• **EXERCISE INSTRUCTIONS**:
Search the data for the word "black" and copy each line that has it.

• **GIVEN ENTRIES**:

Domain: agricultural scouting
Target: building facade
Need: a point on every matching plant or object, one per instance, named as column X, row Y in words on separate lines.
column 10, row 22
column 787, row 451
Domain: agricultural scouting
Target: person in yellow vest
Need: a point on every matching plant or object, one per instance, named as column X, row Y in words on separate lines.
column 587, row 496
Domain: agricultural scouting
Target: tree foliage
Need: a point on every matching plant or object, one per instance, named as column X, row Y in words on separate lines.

---

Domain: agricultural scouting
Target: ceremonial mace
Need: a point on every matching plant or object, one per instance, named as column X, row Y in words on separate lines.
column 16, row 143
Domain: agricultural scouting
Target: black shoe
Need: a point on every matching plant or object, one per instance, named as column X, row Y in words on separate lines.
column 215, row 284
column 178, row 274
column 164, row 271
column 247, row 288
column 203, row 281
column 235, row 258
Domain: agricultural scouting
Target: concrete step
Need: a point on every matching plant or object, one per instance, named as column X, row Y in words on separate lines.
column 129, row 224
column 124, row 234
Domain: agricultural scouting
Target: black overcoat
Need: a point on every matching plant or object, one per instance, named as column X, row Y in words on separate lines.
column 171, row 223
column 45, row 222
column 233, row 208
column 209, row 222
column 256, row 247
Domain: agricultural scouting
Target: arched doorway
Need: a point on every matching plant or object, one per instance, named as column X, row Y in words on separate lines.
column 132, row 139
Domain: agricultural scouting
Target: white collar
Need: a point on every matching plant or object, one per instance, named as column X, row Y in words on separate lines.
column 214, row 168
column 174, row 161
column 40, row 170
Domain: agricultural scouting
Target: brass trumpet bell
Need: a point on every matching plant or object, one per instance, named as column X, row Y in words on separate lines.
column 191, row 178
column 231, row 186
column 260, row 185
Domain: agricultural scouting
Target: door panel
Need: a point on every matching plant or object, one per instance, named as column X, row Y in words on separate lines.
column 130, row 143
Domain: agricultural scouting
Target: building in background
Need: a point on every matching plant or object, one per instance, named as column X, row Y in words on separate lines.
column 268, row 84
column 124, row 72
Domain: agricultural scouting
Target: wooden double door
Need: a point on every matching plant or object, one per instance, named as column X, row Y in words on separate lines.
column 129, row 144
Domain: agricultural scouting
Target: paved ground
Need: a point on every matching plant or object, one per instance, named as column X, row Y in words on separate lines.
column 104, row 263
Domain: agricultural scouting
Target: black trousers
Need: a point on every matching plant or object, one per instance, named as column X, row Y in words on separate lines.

• **REPLY**:
Target: black shoe
Target: black overcoat
Target: black trousers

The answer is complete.